Return every record below exactly as given, images excluded.

§ **Records provided**:
⟨

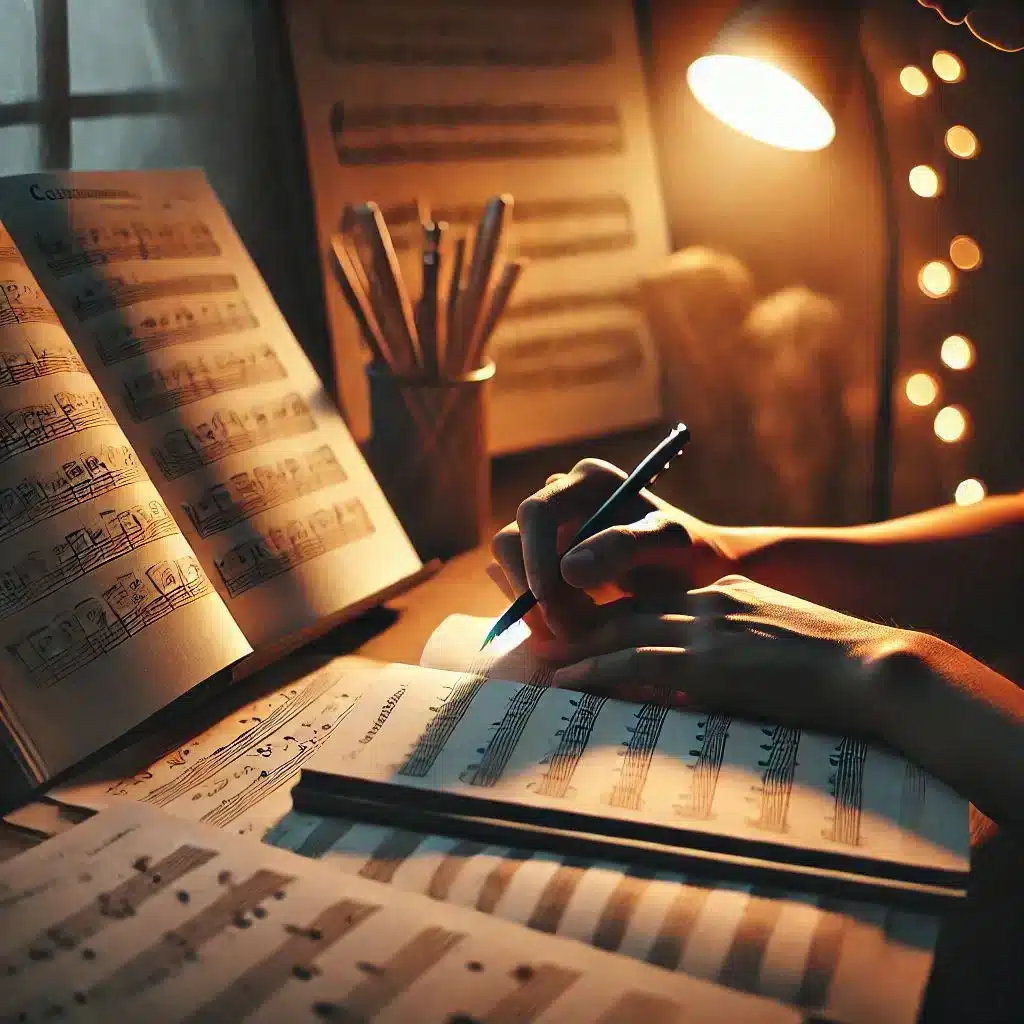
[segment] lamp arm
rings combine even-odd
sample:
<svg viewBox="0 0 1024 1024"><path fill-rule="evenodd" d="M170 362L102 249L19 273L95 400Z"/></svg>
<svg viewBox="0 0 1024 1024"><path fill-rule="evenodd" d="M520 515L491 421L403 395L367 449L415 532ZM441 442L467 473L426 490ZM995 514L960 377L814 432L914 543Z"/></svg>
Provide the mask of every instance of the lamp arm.
<svg viewBox="0 0 1024 1024"><path fill-rule="evenodd" d="M882 198L882 338L878 355L878 391L872 460L871 517L876 522L892 515L894 384L900 346L900 219L893 182L892 153L878 80L863 42L857 46L857 66L875 151L875 169Z"/></svg>

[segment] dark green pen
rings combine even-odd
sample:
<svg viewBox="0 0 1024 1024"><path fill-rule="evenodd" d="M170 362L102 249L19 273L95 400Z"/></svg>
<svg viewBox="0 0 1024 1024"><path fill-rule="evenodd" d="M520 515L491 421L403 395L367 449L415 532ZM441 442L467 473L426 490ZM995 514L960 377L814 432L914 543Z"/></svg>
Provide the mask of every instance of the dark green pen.
<svg viewBox="0 0 1024 1024"><path fill-rule="evenodd" d="M668 469L672 460L687 446L689 441L689 429L685 424L677 423L669 431L668 437L644 458L636 469L615 488L611 497L576 531L576 535L569 541L569 546L563 554L571 551L577 544L583 543L589 537L593 537L595 533L614 526L622 506L630 498L635 498L645 487L650 487ZM495 622L480 650L483 650L495 637L504 633L509 626L519 622L536 603L537 598L534 597L533 591L527 590L525 594L520 594L501 618Z"/></svg>

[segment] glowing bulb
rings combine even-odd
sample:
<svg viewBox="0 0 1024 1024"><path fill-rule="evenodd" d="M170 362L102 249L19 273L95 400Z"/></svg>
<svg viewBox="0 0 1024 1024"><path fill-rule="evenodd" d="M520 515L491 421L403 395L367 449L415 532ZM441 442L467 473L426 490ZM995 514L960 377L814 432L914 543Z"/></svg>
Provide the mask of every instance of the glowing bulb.
<svg viewBox="0 0 1024 1024"><path fill-rule="evenodd" d="M977 505L984 497L985 485L980 480L975 480L974 477L961 480L953 493L953 500L958 505Z"/></svg>
<svg viewBox="0 0 1024 1024"><path fill-rule="evenodd" d="M957 235L949 243L949 258L960 270L977 270L981 266L981 246L968 235Z"/></svg>
<svg viewBox="0 0 1024 1024"><path fill-rule="evenodd" d="M934 198L942 188L938 172L934 167L929 167L927 164L918 164L917 167L911 167L907 178L910 182L911 191L922 196L924 199Z"/></svg>
<svg viewBox="0 0 1024 1024"><path fill-rule="evenodd" d="M809 152L835 137L821 103L768 61L712 54L690 65L686 81L708 113L758 142Z"/></svg>
<svg viewBox="0 0 1024 1024"><path fill-rule="evenodd" d="M931 405L939 397L939 385L930 373L913 373L907 378L906 392L913 405Z"/></svg>
<svg viewBox="0 0 1024 1024"><path fill-rule="evenodd" d="M967 433L967 414L958 405L947 405L935 414L935 436L953 444Z"/></svg>
<svg viewBox="0 0 1024 1024"><path fill-rule="evenodd" d="M920 68L908 64L900 72L900 85L911 96L924 96L928 92L928 77Z"/></svg>
<svg viewBox="0 0 1024 1024"><path fill-rule="evenodd" d="M974 346L962 334L951 334L942 343L939 358L951 370L966 370L974 362Z"/></svg>
<svg viewBox="0 0 1024 1024"><path fill-rule="evenodd" d="M944 82L962 82L964 78L963 64L949 50L937 50L932 54L932 71Z"/></svg>
<svg viewBox="0 0 1024 1024"><path fill-rule="evenodd" d="M942 260L926 263L917 275L918 287L931 299L941 299L953 290L953 268Z"/></svg>
<svg viewBox="0 0 1024 1024"><path fill-rule="evenodd" d="M946 149L961 160L970 160L977 156L980 148L978 136L962 124L955 124L946 132Z"/></svg>

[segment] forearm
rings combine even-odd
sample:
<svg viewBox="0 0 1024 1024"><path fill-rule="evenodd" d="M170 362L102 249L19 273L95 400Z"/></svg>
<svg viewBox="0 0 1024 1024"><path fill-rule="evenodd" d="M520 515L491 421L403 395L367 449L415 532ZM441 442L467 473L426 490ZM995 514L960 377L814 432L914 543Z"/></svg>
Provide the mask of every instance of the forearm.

⟩

§ **Response to the exercise**:
[segment] lamp arm
rings combine even-odd
sample:
<svg viewBox="0 0 1024 1024"><path fill-rule="evenodd" d="M170 362L102 249L19 273L95 400Z"/></svg>
<svg viewBox="0 0 1024 1024"><path fill-rule="evenodd" d="M520 515L491 421L403 395L367 449L415 532ZM441 442L467 473L426 490ZM995 514L960 377L814 432L914 543Z"/></svg>
Provide the mask of every instance of the lamp arm.
<svg viewBox="0 0 1024 1024"><path fill-rule="evenodd" d="M882 198L882 338L878 355L878 391L872 460L871 517L876 522L892 515L894 384L900 346L900 219L893 182L892 153L878 80L863 42L857 46L857 66L875 151L875 169Z"/></svg>

[segment] dark green pen
rings combine even-odd
sample:
<svg viewBox="0 0 1024 1024"><path fill-rule="evenodd" d="M170 362L102 249L19 273L95 400Z"/></svg>
<svg viewBox="0 0 1024 1024"><path fill-rule="evenodd" d="M520 515L491 421L403 395L367 449L415 532ZM441 442L467 473L426 490ZM995 514L960 377L814 432L914 543Z"/></svg>
Provide the mask of every instance of the dark green pen.
<svg viewBox="0 0 1024 1024"><path fill-rule="evenodd" d="M668 469L672 460L687 446L689 441L689 429L685 424L677 423L669 431L668 437L644 458L636 469L615 488L611 497L576 531L576 535L569 541L569 546L563 554L571 551L577 544L583 543L589 537L593 537L595 533L614 526L622 506L630 498L635 498L645 487L650 487ZM495 622L480 650L483 650L495 637L504 633L509 626L519 622L536 603L537 598L534 597L533 591L527 590L525 594L520 594L501 618Z"/></svg>

[segment] glowing bulb
rings combine even-odd
sample:
<svg viewBox="0 0 1024 1024"><path fill-rule="evenodd" d="M170 362L102 249L19 273L95 400Z"/></svg>
<svg viewBox="0 0 1024 1024"><path fill-rule="evenodd" d="M520 515L491 421L403 395L367 449L415 532ZM441 442L467 473L426 490ZM995 514L960 377L814 432L914 543Z"/></svg>
Provide the mask of every instance of the glowing bulb.
<svg viewBox="0 0 1024 1024"><path fill-rule="evenodd" d="M977 505L984 497L985 485L980 480L975 480L974 477L961 480L953 493L953 500L958 505Z"/></svg>
<svg viewBox="0 0 1024 1024"><path fill-rule="evenodd" d="M957 235L949 243L949 258L960 270L977 270L981 266L981 246L968 235Z"/></svg>
<svg viewBox="0 0 1024 1024"><path fill-rule="evenodd" d="M934 198L942 188L938 172L934 167L929 167L927 164L918 164L917 167L911 167L907 178L910 182L911 191L922 196L924 199Z"/></svg>
<svg viewBox="0 0 1024 1024"><path fill-rule="evenodd" d="M809 152L835 137L821 103L768 61L712 54L690 65L686 81L708 113L758 142Z"/></svg>
<svg viewBox="0 0 1024 1024"><path fill-rule="evenodd" d="M931 405L939 397L939 385L930 373L913 373L907 378L906 392L913 405Z"/></svg>
<svg viewBox="0 0 1024 1024"><path fill-rule="evenodd" d="M967 433L967 414L958 405L947 405L935 414L935 436L953 444Z"/></svg>
<svg viewBox="0 0 1024 1024"><path fill-rule="evenodd" d="M920 68L908 64L900 72L900 85L911 96L924 96L928 92L928 77Z"/></svg>
<svg viewBox="0 0 1024 1024"><path fill-rule="evenodd" d="M974 346L962 334L951 334L942 343L939 358L951 370L966 370L974 362Z"/></svg>
<svg viewBox="0 0 1024 1024"><path fill-rule="evenodd" d="M944 82L962 82L964 78L963 64L949 50L937 50L932 54L932 71Z"/></svg>
<svg viewBox="0 0 1024 1024"><path fill-rule="evenodd" d="M942 260L926 263L917 275L918 287L931 299L941 299L953 290L953 268Z"/></svg>
<svg viewBox="0 0 1024 1024"><path fill-rule="evenodd" d="M946 149L961 160L970 160L977 156L980 148L978 136L962 124L955 124L946 132Z"/></svg>

[segment] forearm
rings combine even-odd
sample:
<svg viewBox="0 0 1024 1024"><path fill-rule="evenodd" d="M170 362L102 249L19 273L95 400Z"/></svg>
<svg viewBox="0 0 1024 1024"><path fill-rule="evenodd" d="M520 515L491 421L403 395L367 449L415 532ZM441 442L467 473L426 490ZM995 514L960 377L814 432L914 543Z"/></svg>
Provide the mask of every instance of the forearm.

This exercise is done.